● Exercise:
Return every one of the rows below that contains the string "glass", matching case exactly.

********

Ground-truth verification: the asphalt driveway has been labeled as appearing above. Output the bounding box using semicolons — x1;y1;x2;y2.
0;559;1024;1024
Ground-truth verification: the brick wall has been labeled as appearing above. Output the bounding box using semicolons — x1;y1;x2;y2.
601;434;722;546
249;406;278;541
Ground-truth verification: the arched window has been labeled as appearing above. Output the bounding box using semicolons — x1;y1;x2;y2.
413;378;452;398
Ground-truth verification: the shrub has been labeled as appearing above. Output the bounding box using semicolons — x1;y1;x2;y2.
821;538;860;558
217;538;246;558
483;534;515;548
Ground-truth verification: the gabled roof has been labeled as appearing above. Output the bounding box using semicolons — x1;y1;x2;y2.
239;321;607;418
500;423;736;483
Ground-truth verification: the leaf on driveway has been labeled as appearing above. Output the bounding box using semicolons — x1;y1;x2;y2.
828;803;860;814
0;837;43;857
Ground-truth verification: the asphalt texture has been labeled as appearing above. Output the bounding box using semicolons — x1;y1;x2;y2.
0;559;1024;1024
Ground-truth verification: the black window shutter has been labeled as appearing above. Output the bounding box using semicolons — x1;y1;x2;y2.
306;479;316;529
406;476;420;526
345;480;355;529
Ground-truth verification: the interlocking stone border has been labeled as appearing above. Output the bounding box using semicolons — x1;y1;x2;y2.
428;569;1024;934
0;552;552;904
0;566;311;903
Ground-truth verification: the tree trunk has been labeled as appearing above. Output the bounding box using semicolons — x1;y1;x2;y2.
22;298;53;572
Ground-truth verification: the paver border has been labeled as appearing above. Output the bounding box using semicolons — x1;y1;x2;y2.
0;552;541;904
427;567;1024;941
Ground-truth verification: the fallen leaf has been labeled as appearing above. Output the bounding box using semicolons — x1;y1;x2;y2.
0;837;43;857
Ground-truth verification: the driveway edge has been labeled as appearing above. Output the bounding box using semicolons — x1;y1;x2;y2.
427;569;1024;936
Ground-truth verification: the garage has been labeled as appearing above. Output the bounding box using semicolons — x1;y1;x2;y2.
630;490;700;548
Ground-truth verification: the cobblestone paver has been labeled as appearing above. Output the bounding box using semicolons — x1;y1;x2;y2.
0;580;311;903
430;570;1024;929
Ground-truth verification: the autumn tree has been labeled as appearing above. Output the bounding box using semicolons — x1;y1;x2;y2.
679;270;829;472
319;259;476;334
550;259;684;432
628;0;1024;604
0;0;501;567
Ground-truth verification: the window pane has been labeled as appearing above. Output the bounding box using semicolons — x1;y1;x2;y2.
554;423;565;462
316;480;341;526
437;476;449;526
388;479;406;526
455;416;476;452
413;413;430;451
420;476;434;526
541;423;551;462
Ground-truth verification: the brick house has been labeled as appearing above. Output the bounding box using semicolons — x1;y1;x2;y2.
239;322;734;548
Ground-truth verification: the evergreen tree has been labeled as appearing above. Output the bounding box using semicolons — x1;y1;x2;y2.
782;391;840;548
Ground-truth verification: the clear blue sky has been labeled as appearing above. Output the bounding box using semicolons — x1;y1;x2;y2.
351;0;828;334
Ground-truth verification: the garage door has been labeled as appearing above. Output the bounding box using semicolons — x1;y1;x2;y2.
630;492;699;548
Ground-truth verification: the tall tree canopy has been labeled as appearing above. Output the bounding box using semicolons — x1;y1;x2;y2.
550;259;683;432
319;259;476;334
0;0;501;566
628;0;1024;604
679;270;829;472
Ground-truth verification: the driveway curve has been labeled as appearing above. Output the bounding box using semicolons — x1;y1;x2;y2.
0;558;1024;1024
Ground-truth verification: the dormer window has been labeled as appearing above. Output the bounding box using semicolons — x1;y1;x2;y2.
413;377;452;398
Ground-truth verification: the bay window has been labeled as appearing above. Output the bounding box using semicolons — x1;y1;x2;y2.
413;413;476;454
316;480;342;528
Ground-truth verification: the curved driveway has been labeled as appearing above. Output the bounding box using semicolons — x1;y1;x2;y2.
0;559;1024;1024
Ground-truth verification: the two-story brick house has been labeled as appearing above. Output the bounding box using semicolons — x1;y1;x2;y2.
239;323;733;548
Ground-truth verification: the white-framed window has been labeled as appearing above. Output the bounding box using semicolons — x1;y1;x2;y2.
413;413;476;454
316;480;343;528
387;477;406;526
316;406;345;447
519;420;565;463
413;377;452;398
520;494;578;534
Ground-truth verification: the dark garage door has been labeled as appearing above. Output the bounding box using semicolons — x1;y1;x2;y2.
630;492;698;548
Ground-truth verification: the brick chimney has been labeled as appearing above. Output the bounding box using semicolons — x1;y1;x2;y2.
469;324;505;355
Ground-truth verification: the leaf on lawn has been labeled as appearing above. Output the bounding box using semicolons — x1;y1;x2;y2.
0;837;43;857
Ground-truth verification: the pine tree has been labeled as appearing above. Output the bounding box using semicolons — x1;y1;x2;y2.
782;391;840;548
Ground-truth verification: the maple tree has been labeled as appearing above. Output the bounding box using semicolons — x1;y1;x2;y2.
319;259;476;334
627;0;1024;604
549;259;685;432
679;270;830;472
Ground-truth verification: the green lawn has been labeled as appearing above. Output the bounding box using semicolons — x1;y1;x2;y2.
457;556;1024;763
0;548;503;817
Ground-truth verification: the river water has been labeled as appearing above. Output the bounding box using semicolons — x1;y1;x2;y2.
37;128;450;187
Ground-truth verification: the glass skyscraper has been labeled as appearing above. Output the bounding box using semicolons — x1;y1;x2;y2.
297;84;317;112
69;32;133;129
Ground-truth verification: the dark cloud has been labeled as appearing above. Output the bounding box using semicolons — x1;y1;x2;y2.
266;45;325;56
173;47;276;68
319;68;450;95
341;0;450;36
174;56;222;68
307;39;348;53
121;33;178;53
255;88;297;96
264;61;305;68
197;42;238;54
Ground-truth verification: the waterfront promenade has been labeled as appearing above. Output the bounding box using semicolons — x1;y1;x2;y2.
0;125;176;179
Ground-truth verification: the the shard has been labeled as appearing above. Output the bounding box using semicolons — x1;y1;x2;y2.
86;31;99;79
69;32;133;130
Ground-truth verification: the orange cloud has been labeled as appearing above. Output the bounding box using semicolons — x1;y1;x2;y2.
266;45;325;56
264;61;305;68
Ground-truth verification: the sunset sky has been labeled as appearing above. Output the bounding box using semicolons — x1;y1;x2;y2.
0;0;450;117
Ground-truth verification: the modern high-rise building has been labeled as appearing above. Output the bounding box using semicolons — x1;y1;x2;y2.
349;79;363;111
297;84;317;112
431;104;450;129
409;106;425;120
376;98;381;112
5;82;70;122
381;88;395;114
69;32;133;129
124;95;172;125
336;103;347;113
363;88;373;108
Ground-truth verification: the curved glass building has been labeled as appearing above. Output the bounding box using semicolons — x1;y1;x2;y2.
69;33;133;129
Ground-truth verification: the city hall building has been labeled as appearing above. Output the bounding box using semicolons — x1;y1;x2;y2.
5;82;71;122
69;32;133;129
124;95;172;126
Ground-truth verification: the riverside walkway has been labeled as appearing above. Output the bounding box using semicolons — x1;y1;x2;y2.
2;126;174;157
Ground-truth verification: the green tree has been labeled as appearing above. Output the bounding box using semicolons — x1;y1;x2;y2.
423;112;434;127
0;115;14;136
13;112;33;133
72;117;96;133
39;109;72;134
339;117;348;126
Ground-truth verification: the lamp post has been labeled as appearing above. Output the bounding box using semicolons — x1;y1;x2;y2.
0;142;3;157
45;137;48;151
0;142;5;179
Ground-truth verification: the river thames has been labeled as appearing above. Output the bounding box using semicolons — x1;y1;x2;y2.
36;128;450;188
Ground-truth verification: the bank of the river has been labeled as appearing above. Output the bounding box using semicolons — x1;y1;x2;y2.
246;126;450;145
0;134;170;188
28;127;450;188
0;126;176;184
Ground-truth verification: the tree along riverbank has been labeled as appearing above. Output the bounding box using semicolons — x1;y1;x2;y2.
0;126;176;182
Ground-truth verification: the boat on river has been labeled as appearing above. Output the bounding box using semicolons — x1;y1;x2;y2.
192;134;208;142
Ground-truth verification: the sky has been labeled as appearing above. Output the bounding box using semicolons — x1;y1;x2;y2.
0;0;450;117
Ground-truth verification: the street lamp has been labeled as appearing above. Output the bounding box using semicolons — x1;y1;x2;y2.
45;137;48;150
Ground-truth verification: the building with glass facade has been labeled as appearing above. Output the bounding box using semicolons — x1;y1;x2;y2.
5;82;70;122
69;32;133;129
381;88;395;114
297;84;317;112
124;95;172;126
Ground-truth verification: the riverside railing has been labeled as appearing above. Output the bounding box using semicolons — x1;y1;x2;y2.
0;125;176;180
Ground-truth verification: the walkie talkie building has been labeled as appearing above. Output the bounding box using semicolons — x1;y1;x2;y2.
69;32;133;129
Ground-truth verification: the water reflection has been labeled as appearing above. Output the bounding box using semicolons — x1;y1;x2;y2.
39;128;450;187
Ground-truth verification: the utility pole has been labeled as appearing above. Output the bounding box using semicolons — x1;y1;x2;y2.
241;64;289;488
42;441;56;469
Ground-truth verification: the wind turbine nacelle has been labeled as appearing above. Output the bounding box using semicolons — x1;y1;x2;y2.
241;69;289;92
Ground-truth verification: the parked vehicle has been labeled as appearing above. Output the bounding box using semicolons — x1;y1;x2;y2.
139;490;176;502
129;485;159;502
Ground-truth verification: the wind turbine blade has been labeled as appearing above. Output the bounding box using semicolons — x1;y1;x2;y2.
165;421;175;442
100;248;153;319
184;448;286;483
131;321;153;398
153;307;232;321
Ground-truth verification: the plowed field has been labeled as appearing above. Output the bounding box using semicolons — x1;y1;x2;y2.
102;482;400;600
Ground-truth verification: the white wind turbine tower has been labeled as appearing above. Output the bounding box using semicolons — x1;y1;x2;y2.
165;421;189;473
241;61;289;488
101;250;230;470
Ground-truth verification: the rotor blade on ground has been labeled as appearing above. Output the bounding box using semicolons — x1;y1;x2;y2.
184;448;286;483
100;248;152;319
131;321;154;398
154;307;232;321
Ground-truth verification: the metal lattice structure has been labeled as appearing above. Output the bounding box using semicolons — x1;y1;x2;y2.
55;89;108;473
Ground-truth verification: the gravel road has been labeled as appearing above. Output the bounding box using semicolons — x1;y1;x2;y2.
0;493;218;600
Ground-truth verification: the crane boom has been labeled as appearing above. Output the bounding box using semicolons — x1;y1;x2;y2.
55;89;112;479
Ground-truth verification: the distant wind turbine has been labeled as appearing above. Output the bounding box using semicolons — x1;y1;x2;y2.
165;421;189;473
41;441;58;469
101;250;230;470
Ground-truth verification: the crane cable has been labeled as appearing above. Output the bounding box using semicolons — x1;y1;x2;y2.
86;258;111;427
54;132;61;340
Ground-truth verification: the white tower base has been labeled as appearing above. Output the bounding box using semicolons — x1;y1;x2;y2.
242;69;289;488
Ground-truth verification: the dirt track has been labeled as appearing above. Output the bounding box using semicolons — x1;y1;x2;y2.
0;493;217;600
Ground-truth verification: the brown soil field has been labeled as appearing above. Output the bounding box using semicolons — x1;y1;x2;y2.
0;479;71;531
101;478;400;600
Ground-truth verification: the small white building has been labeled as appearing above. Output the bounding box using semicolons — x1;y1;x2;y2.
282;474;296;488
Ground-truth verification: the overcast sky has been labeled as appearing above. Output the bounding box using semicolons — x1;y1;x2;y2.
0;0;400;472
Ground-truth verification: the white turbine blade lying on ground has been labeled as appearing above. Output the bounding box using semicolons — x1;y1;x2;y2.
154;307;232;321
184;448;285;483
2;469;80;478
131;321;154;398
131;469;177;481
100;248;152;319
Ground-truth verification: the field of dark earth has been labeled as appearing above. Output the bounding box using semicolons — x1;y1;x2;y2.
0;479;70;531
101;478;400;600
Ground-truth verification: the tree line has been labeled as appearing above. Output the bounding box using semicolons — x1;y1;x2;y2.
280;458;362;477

********

● Task result:
Ground-truth verification: the glass skyscraper has been labeled as appearing above. Output the bounding box using semicolons — x1;y1;x2;y2.
Ground-truth verification: the curved glass building has been labeled as appearing above. Output the bounding box using semicolons — x1;y1;x2;y2.
Ground-truth verification: the building with glass facade has been labeled as appearing above. Output the bounding box using semicolons — x1;y1;x2;y2.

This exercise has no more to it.